** Begin The input **

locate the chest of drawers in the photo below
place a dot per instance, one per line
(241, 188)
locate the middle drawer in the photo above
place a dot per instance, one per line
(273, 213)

** End The input **

Work to be completed:
Reproduce every line of the listing above verbatim, keeping the original order.

Exercise response:
locate the chest of drawers in the photo below
place a dot per instance, one per line
(241, 188)
locate the middle drawer in the photo above
place a dot per instance, one per line
(273, 213)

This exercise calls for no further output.